### Source excerpt
——————
As a result, the company wields tremendous influence in the consumer battery industry. Japanese electronics giant Panasonic, Tesla’s primary battery supplier and part investor, went from a loss of 2 billion yen (around $20 million) in the second quarter of 2012 to a 4 billion yen profit a year later. Green Car Reports writes that this comeback came “largely on the strength of the voracious increase in demand from [Tesla’s] Model S.”

Having become one of the largest purchasers of lithium-ion batteries, Tesla is now looking to manufacture them. Last month the company announced that it hopes to open a so-called gigafactory by 2017 that would be the world’s largest battery plant, a switch from its traditional strategy of buying Asian commodity cell batteries in bulk.

“It’s the future of the company,” analyst Craig Irwin told CNN Money. “They need to cut the cost of the battery in half in order to make a half-million cars” — an annual target which, among others, could net Elon Musk $1.8 billion in incentive pay if he reaches it by 2022. (In 2011, Musk mused that the company could hit half a million in annual production in seven years at the very latest.)
——————
### Directives
**1.** In the excerpt on Tesla's batteries, by what year does the company hope to open its gigafactory?
**2.** Transcribe the part of the excerpt on Tesla's batteries starting at "As a result, the" and ending at "batteries in bulk.".
——————
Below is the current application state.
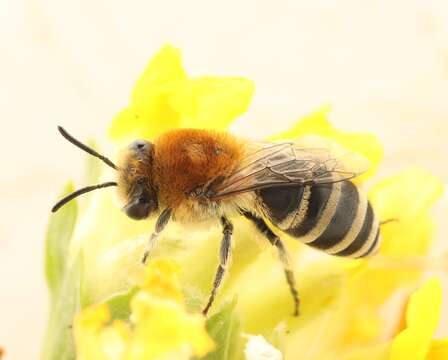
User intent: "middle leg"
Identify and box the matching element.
[202,216,233,315]
[242,211,300,316]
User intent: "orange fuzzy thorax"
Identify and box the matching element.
[152,129,244,209]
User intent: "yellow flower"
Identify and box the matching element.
[109,45,254,144]
[43,46,447,360]
[74,260,214,360]
[390,278,448,360]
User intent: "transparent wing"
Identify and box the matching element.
[209,139,369,200]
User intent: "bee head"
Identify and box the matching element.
[118,140,158,220]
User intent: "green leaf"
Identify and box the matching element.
[107,287,138,320]
[202,298,242,360]
[45,183,78,297]
[41,253,83,360]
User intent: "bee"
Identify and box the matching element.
[52,127,380,316]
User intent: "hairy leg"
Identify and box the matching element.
[242,211,300,316]
[202,217,233,315]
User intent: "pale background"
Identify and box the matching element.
[0,0,448,359]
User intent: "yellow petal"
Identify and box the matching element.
[109,46,254,146]
[109,45,186,145]
[129,291,214,360]
[426,339,448,360]
[369,169,443,256]
[271,106,383,181]
[390,278,442,360]
[141,259,183,303]
[169,76,254,130]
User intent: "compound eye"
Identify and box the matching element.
[129,140,151,154]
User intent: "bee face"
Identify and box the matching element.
[118,140,158,220]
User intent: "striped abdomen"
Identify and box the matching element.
[257,181,380,258]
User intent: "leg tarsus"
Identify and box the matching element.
[202,216,233,315]
[241,211,300,316]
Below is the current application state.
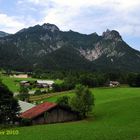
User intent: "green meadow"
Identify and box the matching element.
[0,87,140,140]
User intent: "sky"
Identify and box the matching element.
[0,0,140,51]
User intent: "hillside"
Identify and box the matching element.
[1,88,140,140]
[0,23,140,72]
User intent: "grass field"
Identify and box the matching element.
[0,88,140,140]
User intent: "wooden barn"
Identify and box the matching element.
[20,102,78,124]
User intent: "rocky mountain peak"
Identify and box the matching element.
[102,29,122,41]
[0,31,9,37]
[42,23,59,32]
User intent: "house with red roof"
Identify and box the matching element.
[20,102,78,124]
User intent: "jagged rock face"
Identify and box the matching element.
[0,31,9,37]
[0,23,140,71]
[102,29,122,41]
[79,30,125,61]
[42,23,59,32]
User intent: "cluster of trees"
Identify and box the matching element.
[57,85,94,119]
[0,82,20,124]
[128,74,140,87]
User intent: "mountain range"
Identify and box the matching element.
[0,23,140,72]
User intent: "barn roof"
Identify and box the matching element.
[20,102,57,119]
[18,100,35,113]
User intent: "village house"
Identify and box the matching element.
[20,81,31,87]
[109,81,120,87]
[10,74,29,78]
[18,100,35,113]
[36,80,54,88]
[20,102,78,124]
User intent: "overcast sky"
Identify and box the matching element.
[0,0,140,50]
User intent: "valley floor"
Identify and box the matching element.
[0,87,140,140]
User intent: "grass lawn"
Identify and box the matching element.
[0,88,140,140]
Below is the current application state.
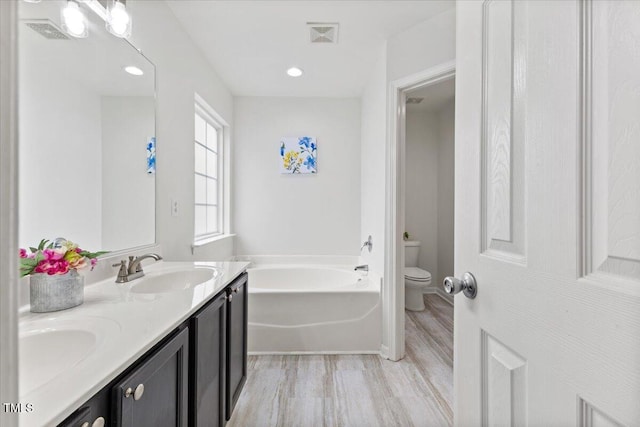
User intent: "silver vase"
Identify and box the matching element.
[29,270,84,313]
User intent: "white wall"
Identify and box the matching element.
[100,96,155,250]
[387,9,456,81]
[360,46,387,276]
[436,101,455,288]
[233,97,360,255]
[405,108,440,283]
[19,50,102,250]
[127,0,233,260]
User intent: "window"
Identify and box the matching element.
[194,102,225,240]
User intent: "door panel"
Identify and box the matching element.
[583,1,640,282]
[454,0,640,427]
[481,0,526,262]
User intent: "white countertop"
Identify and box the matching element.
[19,261,249,427]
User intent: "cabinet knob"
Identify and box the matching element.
[133,383,144,400]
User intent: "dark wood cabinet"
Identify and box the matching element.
[112,328,189,427]
[226,273,248,420]
[58,380,111,427]
[189,292,227,427]
[58,273,248,427]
——————
### Responses to the exercise
**1.** By 2017.

**2.**
As a result, the company wields tremendous influence in the consumer battery industry. Japanese electronics giant Panasonic, Tesla’s primary battery supplier and part investor, went from a loss of 2 billion yen (around $20 million) in the second quarter of 2012 to a 4 billion yen profit a year later. Green Car Reports writes that this comeback came “largely on the strength of the voracious increase in demand from [Tesla’s] Model S.”

Having become one of the largest purchasers of lithium-ion batteries, Tesla is now looking to manufacture them. Last month the company announced that it hopes to open a so-called gigafactory by 2017 that would be the world’s largest battery plant, a switch from its traditional strategy of buying Asian commodity cell batteries in bulk.